WHAT YOU HAVE TO DO: State whether each statement agrees with the interview, answering yes or no and quoting the interview's deciding words: (a) Mr. Ives was published in 1995; (b) the interviewee often thinks about Fourteen Sisters; (c) the New York Times review helped Simple Habana Melody in Europe.

··· PASSAGE ···

RB: What was an immigrant novel—Fourteen Sisters?
OH: Yeah, that was how it was reviewed.
RB: Really? I don’t remember reading it that way.
OH: Yeah, yeah.
RB: When did you publish Mr. Ives?
OH: In 1995. That was shortlisted for the Pulitzer.
RB: That was a wonderful book.
OH: It’s one of my favorites. Somebody asked me what I want to do next after this. I want to do a follow-up to Mr. Ives—in terms of looking at human value, and religion, and what does it all mean? I can’t believe it’s 15 years later. But as more time goes by and as one pushes off from the shore (laughs), further out in to that lake, and you are only going in one direction. There are some other issues I’d like to talk about and even though I—
(Robin and Cuba interrupt)
RB: We were talking about Mr. Ives. How much of your novels stick with you?
OH: Mr. Ives I liked because I recall the kind of mystical atmosphere it had. Fourteen Sisters I hardly ever think about, except when I do look at it, I am very impressed by my real effort to use softer language, feminine language. And feminine imagery. I came across a passage once, in which I was talking about a purse, and the soft insides of a purse, and what that was really about, etc., etc. That kind of thing. I was in a different kind of zone for that book. Subsequent books—I liked Simple Habana Melody a lot because I felt that—
RB: Was that based on a true story?
OH: I based it on the life of Moisés Simons, a guy who wrote The Peanut Vendor, very famous in the ’20s and ’30s. I am always on top of the commercial—I think I operated under the assumption that I was a Boom writer out of Latin America, writing in 1968 or something.
RB: (laughs)
OH: It appealed to a very rarified audience. Writing a book about a Cuban musician who ends up in a concentration camp, based on various facts about Moisés Simon, and it was a very unique book—although the review in the New York Times basically destroyed the book for Europe, because Europeans look at the Times for foreign sales. I have had a lot of foreign sales, but not as many as some other books. Basically the review said, this a completely contrived novel and who ever heard of Cubans going to concentration camps?
RB: So what? That’s why it’s a novel, not a history book.
OH: I understand that. Anyway, because of that it was overlooked in some circles. I am proud of that book because it was pretty hard to pull off. And I was so deep into the history of Cuban music and politics back in the ’30s and ’40s. I did lot of research, and I look at it now and it’s pretty—the thing is, I become this whole other person once I finish a book. Occasionally I get a chance to look back and be detached about myself. I am not sure how I am going to feel about that memoir, though.
RB: What about the sequel to Mambo Kings?
OH: Beautiful Maria? I got a kick out of that book. I mean, I put myself into it. I also juggled the worlds. I think it was a very cunning novel in a way, because it reneges or backtracks in history. I appear as an unspoken character, so it’s a lot of fun. One of my big disappointments—a scene I based on the truth, where Beautiful Maria is sitting with this guy named Hijuelos in this restaurant in Coral Gables and the MC of the [TV] show Sábado Gigante walks in, and I based it on a true incident when I was sitting in a restaurant with some people and this guy who runs this big hammy show on Univision put on an impromptu cabaret performance. It was like walking in and Ed Sullivan is standing around and singing in the bar. I put that in there, and I am proud of taking things that happened and putting them in that novel. There was a lot of crossover from fantasy to reality and back and forth like that.

··· DATA LINES ···

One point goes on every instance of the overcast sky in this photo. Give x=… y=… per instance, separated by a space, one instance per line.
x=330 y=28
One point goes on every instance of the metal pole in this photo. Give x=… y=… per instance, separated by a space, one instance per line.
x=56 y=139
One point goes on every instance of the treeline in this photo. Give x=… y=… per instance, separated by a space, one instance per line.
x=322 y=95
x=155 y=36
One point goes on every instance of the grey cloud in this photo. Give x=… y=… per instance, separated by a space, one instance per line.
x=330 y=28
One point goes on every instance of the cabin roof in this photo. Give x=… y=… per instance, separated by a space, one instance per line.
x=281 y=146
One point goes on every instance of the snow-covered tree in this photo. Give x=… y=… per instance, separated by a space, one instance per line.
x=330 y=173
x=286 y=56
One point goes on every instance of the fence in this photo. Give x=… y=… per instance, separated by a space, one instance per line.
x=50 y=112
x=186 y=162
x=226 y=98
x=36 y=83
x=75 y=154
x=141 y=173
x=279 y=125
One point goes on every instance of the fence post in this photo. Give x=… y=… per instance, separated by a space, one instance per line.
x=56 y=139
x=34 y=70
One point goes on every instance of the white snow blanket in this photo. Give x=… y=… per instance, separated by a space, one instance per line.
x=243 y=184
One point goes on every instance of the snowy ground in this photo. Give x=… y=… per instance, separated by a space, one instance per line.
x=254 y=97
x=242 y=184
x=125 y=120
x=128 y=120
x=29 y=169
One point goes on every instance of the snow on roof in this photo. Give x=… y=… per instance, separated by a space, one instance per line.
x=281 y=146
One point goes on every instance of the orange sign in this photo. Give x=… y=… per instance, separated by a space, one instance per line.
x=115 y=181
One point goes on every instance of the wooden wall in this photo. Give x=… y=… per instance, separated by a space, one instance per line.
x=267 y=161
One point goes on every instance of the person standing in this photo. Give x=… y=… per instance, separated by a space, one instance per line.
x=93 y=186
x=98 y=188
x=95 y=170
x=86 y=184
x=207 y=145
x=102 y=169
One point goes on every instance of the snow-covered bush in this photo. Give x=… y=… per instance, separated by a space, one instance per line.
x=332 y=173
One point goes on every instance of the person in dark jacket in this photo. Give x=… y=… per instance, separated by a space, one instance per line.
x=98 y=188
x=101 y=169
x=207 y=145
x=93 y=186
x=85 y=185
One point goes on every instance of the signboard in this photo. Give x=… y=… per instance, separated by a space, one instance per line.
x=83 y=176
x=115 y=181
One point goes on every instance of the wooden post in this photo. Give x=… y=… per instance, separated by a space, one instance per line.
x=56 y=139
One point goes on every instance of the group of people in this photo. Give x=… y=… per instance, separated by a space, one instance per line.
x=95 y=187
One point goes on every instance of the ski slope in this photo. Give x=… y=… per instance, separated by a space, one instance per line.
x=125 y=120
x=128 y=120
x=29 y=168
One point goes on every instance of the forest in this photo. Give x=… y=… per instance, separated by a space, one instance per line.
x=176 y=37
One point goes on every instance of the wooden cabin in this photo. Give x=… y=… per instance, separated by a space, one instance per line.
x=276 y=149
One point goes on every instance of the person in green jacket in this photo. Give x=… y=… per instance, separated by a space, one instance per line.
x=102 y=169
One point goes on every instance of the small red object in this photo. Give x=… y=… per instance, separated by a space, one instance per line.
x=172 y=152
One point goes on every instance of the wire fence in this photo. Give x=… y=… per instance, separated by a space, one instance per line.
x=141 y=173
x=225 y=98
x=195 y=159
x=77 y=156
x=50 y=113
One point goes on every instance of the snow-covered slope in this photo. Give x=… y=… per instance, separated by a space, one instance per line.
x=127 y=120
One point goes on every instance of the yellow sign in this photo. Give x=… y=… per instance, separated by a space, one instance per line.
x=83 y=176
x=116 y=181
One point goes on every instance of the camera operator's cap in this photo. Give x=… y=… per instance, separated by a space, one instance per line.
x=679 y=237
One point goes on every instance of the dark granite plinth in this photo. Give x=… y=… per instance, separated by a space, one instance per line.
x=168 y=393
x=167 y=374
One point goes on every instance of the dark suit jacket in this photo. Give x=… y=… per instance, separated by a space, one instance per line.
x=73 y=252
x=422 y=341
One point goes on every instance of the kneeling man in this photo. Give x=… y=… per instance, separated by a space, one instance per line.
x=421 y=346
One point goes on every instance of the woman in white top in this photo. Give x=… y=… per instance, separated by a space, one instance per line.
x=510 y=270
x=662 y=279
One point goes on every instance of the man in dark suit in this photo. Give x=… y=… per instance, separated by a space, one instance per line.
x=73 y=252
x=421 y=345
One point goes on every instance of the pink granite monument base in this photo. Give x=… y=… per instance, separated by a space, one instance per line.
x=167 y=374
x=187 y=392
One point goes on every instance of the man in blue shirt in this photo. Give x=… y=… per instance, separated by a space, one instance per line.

···

FULL ANSWER:
(a) Yes: "In 1995. That was shortlisted for the Pulitzer."
(b) No: "Fourteen Sisters I hardly ever think about"
(c) No: "the review in the New York Times basically destroyed the book for Europe"